> _TEXTO PROPORCIONADO_:
━━━━━━━━━━━━━━━━

Reconozco, sin rubor alguno, que el tratamiento que me he autoimpuesto de abstinencia de programas de televisión que me causen subidas de tensión o ansiedad innecesarias me está yendo a las mil maravillas. Lo poco que veo se limita a documentales de historia, cocina o viajes.
Fue precisamente uno de viajes sobre China el que hizo que me diera cuenta de lo extremadamente estúpidos que nos estamos volviendo en occidente y, más concretamente, en nuestro viejo y querido país.
Destacaba el programa, ambientado en una descomunal y concurrida iglesia católica de China, el gran auge que está tomando la Iglesia en aquel país, comunista en teoría. Lo que era una práctica perseguida y brutalmente castigada no hace muchos años, está siendo no sólo respetada, sino incluso alentada por el propio partido comunista. Entrevistados algunos miembros del partido respondían sin tapujos a la pregunta del millón; ¿Por qué lo permiten las autoridades? La respuesta, al estilo chino, era escueta y lógica; PORQUE HACE QUE EL PUEBLO SE SIENTA BIEN.
Uno de los principios del buen gobernante es gobernar para el pueblo, para la gente, para todos al fin y al cabo, seas cuales sean sus ideas o religión.
Hace unos días, el capellán de un hospital se lamentaba de que cada vez tiene más trabas para visitar a los enfermos terminales. Lo mismo está ocurriendo con la enseñanza de la Religión en los colegios, la presión impositiva a las instituciones religiosas o la alergia compulsiva a símbolos y monumentos católicos en calles y plazas de nuestras ciudades.
La libertad personal no se circunscribe a la de expresión, que tantas veces invade por cierto la dignidad de otros. El estado tiene la obligación de respetar e incluso favorecer las iniciativas, gratuitas por cierto, que ayudan a que cada individuo goce plenamente de sus necesidades espirituales.

━━━━━━━━━━━━━━━━

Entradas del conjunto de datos
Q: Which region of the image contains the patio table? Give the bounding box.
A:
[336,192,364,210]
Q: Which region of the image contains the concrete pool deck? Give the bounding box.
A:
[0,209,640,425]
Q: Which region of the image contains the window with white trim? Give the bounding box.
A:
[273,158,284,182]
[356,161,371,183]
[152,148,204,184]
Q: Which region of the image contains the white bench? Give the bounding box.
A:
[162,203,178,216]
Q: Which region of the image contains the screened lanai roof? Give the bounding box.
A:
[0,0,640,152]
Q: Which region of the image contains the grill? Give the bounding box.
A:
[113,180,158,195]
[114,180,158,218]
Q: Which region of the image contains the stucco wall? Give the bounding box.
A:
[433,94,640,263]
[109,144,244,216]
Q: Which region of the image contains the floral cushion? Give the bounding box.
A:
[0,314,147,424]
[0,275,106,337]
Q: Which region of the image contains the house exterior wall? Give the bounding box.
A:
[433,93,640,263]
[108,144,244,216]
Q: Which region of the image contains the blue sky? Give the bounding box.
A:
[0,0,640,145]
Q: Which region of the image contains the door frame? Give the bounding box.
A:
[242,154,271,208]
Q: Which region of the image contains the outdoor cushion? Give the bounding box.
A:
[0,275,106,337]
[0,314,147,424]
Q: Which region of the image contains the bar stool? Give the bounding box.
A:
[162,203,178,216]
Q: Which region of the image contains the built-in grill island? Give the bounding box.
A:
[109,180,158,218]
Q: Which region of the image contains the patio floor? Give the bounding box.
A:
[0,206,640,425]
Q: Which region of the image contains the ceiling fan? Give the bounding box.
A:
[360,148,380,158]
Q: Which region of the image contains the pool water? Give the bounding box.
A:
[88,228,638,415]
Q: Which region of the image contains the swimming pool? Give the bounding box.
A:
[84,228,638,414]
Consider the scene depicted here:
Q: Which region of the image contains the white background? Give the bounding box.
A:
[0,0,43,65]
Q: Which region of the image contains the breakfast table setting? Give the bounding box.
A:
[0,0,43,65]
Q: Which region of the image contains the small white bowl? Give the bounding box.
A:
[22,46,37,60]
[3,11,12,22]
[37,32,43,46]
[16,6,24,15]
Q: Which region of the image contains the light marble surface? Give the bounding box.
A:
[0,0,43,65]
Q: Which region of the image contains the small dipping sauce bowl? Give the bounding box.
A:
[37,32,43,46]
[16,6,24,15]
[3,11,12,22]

━━━━━━━━━━━━━━━━

> _TU OBJETIVO_: Reproduce al pie de la letra el pasaje del texto sobre la religión en China y España que va de "Fue precisamente uno" a "SE SIENTA BIEN.", ambos incluidos.

> _RESPUESTA AL EJERCICIO_:
Fue precisamente uno de viajes sobre China el que hizo que me diera cuenta de lo extremadamente estúpidos que nos estamos volviendo en occidente y, más concretamente, en nuestro viejo y querido país.
Destacaba el programa, ambientado en una descomunal y concurrida iglesia católica de China, el gran auge que está tomando la Iglesia en aquel país, comunista en teoría. Lo que era una práctica perseguida y brutalmente castigada no hace muchos años, está siendo no sólo respetada, sino incluso alentada por el propio partido comunista. Entrevistados algunos miembros del partido respondían sin tapujos a la pregunta del millón; ¿Por qué lo permiten las autoridades? La respuesta, al estilo chino, era escueta y lógica; PORQUE HACE QUE EL PUEBLO SE SIENTA BIEN.